GOAL OF THE EXERCISE: Quote every one of the records below word for word.

DATA FOR THIS TASK:
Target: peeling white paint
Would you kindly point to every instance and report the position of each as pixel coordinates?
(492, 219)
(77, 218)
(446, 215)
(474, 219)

TASK OUTPUT:
Target: peeling white paint
Would you kindly point to every instance and report the position of each as pixel coordinates?
(492, 219)
(77, 218)
(446, 215)
(474, 219)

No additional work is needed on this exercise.